Written task: Arrange the listing as a Markdown table with the columns Row and Line, starting at its first line and ending at the line that contains "[(523, 562)]". Number each row and leave out blank lines.

** Start Records for the exercise **

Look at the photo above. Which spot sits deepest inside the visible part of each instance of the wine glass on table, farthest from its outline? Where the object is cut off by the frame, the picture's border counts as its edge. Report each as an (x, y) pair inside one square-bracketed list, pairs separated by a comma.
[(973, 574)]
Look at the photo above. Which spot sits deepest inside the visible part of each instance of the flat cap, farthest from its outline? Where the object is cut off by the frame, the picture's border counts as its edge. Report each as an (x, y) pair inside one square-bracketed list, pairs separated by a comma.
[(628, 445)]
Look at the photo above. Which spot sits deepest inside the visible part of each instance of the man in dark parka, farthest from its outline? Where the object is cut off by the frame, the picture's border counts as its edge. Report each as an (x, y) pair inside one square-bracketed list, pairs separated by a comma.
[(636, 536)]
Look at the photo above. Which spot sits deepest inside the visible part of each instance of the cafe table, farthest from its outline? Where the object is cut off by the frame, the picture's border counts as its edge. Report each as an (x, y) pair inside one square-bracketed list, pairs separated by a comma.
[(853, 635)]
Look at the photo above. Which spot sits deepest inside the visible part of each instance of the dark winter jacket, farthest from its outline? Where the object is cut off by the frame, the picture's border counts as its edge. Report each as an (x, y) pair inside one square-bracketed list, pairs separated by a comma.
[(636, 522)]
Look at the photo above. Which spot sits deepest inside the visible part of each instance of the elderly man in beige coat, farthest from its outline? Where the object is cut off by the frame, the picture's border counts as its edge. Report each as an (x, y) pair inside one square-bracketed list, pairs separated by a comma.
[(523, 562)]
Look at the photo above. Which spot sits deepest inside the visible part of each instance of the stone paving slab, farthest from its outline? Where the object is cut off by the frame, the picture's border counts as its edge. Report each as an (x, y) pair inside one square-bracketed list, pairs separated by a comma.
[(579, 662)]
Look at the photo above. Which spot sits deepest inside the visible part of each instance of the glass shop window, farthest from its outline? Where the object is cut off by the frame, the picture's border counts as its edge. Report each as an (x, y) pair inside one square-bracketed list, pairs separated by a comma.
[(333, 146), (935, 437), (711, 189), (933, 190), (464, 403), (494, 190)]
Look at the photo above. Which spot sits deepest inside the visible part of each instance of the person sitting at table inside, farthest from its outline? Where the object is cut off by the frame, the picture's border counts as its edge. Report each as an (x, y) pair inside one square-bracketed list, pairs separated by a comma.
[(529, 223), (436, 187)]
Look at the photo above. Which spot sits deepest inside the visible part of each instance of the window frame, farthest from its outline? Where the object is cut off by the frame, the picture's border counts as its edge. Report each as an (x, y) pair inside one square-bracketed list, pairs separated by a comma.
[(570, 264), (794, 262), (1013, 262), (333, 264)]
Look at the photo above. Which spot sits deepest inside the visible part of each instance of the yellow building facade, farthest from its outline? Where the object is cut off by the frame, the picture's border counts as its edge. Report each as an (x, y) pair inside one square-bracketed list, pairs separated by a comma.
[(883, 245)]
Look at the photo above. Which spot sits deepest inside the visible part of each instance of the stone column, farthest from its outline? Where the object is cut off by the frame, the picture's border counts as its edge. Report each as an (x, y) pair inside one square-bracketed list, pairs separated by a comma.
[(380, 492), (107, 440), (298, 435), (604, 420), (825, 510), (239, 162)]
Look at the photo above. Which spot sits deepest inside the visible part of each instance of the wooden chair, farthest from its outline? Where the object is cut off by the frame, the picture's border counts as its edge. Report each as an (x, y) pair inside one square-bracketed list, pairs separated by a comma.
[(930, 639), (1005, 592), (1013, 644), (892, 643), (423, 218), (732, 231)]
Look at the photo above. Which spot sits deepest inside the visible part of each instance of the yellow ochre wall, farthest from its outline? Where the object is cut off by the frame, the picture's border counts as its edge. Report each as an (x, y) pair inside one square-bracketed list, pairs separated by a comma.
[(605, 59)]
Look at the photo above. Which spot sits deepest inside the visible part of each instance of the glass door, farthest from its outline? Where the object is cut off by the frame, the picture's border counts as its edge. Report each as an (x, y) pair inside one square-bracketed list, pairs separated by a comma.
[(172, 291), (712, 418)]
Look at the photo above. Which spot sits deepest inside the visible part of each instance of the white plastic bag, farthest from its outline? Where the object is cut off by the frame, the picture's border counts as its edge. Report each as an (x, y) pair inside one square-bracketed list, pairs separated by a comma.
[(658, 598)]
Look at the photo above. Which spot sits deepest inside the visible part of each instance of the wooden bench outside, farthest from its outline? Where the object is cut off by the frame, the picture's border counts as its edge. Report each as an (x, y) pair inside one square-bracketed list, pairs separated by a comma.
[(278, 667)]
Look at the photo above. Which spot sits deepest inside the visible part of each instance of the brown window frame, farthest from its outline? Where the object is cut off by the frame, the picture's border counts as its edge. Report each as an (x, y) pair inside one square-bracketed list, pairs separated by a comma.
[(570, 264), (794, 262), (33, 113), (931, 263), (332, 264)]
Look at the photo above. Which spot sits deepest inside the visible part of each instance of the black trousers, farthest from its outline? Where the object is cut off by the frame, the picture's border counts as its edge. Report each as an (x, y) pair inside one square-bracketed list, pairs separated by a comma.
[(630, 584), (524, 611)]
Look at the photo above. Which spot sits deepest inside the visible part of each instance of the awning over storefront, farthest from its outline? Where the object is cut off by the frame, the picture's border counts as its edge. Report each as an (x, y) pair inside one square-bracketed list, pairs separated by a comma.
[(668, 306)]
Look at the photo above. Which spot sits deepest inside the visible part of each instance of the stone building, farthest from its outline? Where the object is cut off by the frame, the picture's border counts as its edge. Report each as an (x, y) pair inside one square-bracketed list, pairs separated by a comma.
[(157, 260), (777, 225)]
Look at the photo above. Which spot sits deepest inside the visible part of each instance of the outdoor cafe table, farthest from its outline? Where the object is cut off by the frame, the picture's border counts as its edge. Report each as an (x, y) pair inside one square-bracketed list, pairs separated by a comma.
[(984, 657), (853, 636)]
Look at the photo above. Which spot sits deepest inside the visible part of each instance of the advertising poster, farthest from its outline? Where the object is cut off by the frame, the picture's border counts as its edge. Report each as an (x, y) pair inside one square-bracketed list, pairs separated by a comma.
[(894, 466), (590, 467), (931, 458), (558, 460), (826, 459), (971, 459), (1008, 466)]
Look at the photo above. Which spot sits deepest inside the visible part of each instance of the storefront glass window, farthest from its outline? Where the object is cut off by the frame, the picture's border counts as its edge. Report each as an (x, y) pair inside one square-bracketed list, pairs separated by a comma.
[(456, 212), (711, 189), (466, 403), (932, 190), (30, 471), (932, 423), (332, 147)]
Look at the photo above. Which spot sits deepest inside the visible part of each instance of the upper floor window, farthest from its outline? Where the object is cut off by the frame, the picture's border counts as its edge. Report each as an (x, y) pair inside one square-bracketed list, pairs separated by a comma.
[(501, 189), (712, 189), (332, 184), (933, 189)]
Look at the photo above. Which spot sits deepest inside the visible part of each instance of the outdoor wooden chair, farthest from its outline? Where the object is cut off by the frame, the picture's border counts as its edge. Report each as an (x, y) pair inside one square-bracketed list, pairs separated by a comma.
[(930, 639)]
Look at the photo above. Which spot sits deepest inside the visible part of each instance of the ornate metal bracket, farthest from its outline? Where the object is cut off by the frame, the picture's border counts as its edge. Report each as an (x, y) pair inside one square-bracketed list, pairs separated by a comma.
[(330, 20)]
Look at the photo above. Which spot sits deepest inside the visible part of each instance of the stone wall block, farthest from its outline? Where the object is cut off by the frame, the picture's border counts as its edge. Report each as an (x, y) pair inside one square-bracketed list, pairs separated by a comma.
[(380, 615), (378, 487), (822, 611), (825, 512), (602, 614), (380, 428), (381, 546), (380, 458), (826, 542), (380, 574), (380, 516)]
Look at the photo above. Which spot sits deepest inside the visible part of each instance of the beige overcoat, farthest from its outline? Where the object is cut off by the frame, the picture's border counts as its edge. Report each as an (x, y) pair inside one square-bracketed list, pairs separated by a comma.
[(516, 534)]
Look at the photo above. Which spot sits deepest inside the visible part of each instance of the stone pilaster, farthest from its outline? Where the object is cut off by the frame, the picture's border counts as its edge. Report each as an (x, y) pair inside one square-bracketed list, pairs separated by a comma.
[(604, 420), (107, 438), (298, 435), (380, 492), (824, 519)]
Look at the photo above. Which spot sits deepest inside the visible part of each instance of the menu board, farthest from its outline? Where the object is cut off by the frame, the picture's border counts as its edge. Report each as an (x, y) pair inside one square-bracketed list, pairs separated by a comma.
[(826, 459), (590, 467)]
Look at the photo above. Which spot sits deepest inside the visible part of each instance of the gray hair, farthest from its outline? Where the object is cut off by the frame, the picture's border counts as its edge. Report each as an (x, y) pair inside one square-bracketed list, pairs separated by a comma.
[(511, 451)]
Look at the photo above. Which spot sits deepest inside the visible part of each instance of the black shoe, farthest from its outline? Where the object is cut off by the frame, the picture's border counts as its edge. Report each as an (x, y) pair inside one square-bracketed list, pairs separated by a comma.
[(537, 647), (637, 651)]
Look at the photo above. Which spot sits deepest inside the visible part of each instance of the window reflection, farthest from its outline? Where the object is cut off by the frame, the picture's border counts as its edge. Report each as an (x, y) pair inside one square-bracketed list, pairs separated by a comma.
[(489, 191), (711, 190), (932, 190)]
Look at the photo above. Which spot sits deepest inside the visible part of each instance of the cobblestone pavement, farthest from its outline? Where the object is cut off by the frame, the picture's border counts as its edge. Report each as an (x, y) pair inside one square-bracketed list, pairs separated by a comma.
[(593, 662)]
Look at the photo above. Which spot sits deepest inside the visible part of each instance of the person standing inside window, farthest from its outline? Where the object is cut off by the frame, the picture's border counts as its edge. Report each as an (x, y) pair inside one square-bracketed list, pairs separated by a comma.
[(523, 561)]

** End Records for the exercise **

Reply to the exercise:
| Row | Line |
|---|---|
| 1 | Look at the photo above. Which spot sits deepest inside the visible part of each instance of the wine glass on table, farthest from its outline? Where the object is cut off by the frame, the picture's border counts as its edge. Report each as an (x, y) pair inside one square-bracketed list, pairs separated by a comma. |
| 2 | [(973, 574)] |
| 3 | Look at the photo above. Which spot sits deepest inside the visible part of each instance of the flat cap, farthest from its outline? Where the object is cut off by the frame, the picture's border counts as its edge. Report each as an (x, y) pair inside one square-bracketed list, pairs separated by a comma. |
| 4 | [(628, 445)] |
| 5 | Look at the photo above. Which spot sits deepest inside the visible part of each instance of the man in dark parka, farthest from its outline? Where the object is cut off by the frame, the picture's border counts as its edge. Report each as an (x, y) pair inside one square-bracketed list, pairs separated by a comma. |
| 6 | [(636, 536)] |
| 7 | Look at the photo above. Which spot sits deepest inside the visible part of each instance of the cafe table, farthest from its outline? Where the object is cut off by the frame, the picture's border counts as its edge. Report each as an (x, y) pair inside one square-bracketed list, pairs separated by a comma. |
| 8 | [(853, 635)] |
| 9 | Look at the photo above. Which spot sits deepest inside the visible part of each instance of the dark winter jacket, farthest from its outline? Where the object is cut off by the frame, the picture's border counts as its edge. Report each as an (x, y) pair inside one square-bracketed list, pairs separated by a comma. |
| 10 | [(636, 522)] |
| 11 | Look at the photo above. Which spot sits deepest inside the visible part of each instance of the elderly man in beige coat, farthest from its outline? Where the object is cut off by the frame, the picture's border counts as its edge. Report each as an (x, y) pair inside one square-bracketed list, pairs separated by a comma. |
| 12 | [(523, 562)] |